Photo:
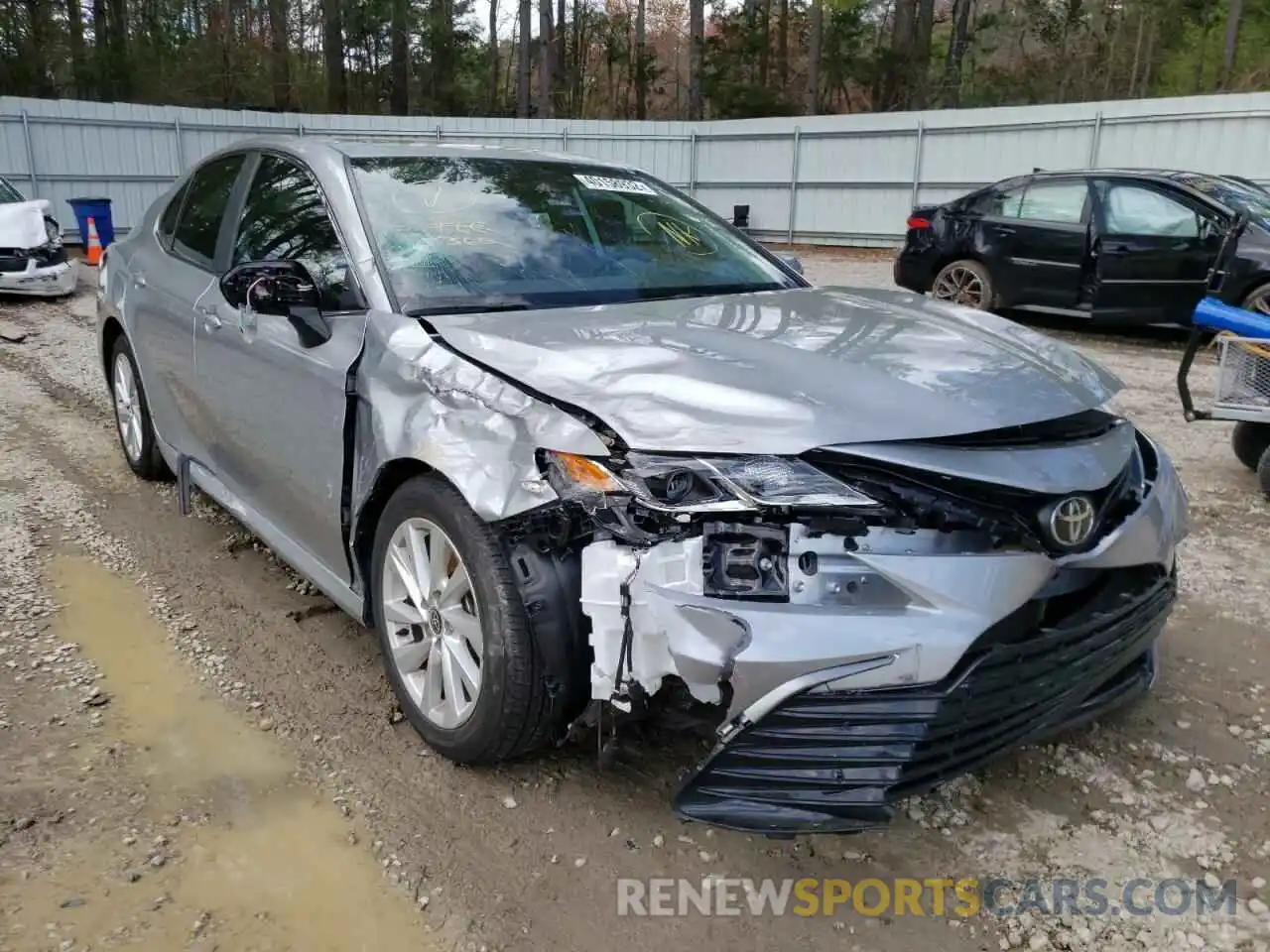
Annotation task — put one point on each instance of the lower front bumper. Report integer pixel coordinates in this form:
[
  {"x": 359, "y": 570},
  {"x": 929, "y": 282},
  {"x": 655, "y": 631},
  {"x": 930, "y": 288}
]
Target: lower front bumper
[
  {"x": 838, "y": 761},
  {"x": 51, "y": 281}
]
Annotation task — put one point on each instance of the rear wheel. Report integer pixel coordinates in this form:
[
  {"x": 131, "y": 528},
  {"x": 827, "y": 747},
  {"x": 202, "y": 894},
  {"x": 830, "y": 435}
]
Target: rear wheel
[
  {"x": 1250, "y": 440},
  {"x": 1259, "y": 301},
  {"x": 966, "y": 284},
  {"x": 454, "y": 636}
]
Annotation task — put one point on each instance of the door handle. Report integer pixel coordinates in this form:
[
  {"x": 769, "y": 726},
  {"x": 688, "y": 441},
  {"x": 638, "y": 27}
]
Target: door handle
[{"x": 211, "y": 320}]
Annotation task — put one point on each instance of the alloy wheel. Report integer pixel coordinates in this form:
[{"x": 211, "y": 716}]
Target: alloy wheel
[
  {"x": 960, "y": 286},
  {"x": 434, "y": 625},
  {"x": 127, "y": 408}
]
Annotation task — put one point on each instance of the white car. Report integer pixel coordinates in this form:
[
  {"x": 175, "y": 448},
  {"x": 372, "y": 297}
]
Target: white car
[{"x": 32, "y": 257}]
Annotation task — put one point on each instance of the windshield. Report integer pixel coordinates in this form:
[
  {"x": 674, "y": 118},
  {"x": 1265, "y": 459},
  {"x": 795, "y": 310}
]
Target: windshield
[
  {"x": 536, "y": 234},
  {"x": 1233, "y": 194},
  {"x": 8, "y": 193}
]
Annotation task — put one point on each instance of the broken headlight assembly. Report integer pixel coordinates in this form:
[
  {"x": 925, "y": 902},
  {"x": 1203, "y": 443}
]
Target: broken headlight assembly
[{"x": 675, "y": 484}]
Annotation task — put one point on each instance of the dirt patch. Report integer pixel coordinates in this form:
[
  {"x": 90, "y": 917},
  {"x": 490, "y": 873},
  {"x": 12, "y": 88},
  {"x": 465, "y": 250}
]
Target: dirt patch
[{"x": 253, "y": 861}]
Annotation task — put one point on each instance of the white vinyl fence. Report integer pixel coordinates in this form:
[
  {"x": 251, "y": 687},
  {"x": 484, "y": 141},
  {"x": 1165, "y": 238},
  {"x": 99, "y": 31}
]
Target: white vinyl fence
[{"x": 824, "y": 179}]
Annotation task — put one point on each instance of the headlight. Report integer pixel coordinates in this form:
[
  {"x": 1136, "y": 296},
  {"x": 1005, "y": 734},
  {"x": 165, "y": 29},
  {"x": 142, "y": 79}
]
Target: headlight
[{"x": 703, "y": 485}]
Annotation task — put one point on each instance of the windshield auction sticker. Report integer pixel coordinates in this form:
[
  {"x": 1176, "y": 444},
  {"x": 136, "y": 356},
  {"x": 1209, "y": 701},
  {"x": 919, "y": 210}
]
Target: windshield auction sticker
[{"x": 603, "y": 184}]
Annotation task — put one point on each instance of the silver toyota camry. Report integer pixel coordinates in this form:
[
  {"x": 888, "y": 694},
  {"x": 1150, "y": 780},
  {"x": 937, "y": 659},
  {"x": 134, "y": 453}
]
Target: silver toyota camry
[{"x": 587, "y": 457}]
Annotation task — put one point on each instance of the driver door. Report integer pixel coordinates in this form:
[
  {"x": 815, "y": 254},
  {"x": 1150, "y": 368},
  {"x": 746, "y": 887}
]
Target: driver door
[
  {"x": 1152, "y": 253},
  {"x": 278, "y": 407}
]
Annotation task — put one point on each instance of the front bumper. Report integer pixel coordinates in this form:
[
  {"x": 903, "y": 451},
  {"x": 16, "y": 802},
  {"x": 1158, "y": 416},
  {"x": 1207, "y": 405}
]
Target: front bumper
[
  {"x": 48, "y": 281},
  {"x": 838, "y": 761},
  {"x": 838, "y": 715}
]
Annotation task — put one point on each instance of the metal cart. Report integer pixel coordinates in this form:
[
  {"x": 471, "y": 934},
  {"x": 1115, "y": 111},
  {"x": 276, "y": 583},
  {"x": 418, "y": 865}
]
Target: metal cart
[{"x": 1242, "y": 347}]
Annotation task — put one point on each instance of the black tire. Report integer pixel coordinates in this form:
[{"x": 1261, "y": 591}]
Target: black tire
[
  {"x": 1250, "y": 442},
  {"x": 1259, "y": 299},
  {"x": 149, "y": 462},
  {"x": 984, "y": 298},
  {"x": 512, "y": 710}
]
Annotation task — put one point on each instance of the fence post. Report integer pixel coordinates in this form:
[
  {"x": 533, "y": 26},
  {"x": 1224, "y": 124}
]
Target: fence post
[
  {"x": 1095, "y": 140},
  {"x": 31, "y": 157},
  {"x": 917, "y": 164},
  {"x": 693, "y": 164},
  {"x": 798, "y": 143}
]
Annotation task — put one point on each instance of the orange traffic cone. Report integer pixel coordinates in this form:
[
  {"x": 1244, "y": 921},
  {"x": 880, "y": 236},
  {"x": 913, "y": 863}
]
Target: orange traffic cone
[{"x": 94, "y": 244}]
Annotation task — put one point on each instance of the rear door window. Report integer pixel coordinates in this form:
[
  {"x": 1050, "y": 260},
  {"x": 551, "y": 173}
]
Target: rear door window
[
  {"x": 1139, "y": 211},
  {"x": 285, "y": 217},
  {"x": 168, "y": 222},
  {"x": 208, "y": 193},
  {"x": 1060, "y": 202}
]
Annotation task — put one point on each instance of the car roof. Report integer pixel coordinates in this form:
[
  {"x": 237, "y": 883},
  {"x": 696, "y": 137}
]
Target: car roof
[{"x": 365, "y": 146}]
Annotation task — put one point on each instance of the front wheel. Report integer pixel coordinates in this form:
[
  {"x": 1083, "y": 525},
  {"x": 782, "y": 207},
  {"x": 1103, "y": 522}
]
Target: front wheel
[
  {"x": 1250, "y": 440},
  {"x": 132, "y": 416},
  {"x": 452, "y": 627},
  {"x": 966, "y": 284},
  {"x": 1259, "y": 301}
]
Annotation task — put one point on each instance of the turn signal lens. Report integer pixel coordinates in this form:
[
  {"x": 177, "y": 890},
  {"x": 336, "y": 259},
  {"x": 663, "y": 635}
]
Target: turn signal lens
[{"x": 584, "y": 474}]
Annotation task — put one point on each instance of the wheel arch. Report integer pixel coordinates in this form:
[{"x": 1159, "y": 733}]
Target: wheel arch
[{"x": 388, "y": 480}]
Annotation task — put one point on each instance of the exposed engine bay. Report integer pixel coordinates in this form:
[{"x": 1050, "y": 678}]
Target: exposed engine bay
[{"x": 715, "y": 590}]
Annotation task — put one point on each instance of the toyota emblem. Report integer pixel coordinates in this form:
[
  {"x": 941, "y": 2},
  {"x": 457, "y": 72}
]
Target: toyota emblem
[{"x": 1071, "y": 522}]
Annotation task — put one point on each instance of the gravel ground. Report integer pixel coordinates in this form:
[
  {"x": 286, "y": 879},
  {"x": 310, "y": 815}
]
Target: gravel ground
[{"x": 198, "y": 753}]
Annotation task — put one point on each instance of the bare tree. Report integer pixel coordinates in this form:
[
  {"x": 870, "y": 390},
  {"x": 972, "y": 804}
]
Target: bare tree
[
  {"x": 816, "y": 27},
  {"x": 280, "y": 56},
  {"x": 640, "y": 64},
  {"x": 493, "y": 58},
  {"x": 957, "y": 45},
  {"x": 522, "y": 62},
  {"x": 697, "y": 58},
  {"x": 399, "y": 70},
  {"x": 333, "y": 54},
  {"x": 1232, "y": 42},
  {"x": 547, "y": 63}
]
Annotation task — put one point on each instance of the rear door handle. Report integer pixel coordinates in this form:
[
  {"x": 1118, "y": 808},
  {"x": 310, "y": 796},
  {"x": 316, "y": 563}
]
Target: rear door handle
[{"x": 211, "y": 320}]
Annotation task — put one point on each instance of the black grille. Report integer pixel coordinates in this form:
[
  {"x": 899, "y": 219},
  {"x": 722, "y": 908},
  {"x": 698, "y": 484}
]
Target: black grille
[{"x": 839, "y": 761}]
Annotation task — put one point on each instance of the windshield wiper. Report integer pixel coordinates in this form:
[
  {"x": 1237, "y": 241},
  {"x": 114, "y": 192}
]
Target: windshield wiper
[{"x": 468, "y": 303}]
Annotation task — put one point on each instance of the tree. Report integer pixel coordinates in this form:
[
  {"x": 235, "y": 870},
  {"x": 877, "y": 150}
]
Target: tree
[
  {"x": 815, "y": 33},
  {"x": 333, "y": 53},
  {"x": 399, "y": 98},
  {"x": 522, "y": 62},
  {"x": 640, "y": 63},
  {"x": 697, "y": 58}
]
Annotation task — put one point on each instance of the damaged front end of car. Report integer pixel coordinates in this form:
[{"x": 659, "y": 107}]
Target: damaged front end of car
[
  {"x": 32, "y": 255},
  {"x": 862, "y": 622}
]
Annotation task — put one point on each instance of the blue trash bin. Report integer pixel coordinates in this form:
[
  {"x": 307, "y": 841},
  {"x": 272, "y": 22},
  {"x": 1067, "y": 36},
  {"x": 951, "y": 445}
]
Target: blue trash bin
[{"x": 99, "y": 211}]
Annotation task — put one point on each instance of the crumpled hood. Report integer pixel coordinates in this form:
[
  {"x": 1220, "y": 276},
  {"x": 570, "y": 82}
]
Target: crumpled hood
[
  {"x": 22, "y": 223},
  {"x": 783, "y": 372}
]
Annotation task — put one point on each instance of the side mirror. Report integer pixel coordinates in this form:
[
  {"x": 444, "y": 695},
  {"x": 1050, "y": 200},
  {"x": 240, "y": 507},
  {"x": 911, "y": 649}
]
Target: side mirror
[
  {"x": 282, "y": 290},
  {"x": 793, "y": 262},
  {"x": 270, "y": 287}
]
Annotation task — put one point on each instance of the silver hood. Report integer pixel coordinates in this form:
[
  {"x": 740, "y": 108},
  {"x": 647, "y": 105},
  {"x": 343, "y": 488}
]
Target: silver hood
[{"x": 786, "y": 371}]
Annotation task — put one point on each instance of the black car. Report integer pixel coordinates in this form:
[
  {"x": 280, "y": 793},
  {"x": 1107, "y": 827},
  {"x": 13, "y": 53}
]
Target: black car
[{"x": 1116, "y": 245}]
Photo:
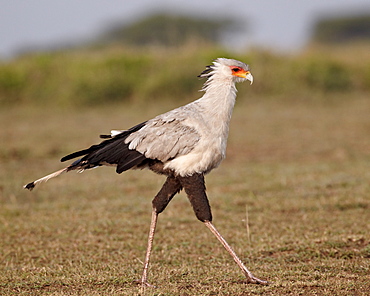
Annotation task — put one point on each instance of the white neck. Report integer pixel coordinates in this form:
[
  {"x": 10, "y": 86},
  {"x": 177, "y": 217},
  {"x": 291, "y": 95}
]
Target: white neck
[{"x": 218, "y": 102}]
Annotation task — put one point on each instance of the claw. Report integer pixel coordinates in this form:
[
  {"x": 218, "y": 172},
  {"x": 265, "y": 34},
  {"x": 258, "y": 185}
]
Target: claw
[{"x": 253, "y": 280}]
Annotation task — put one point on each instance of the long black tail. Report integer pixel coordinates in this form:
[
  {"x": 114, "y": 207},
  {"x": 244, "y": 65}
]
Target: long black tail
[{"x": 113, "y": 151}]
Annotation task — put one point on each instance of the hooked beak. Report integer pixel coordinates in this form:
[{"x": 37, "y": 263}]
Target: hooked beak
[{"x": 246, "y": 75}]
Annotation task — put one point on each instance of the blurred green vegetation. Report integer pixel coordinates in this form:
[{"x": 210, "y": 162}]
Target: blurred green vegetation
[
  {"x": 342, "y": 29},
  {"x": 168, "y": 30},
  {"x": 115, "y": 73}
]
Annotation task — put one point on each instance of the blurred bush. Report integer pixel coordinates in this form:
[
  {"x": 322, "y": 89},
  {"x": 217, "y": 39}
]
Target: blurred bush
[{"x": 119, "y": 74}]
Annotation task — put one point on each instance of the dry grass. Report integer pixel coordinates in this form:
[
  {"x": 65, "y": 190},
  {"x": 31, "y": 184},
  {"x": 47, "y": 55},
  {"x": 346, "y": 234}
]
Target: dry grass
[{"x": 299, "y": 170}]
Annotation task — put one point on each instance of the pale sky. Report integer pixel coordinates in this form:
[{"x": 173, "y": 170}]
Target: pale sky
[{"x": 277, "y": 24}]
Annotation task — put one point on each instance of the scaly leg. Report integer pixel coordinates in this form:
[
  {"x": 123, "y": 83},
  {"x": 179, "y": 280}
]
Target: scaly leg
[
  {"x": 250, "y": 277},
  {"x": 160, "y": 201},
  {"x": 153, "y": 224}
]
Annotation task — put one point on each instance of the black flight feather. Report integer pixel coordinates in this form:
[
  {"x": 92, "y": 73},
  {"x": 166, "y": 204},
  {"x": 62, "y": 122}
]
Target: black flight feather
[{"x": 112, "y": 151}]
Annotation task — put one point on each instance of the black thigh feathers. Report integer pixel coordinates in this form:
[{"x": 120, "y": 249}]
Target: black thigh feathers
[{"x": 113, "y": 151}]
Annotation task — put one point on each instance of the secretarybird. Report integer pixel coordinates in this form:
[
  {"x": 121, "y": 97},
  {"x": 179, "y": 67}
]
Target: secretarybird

**The problem**: For each line above that includes the word "secretarybird", make a copy of that line.

**Expected output**:
Annotation task — put one point on each instance of the secretarybird. Report integer pixel coordinates in this form:
Target: secretarybird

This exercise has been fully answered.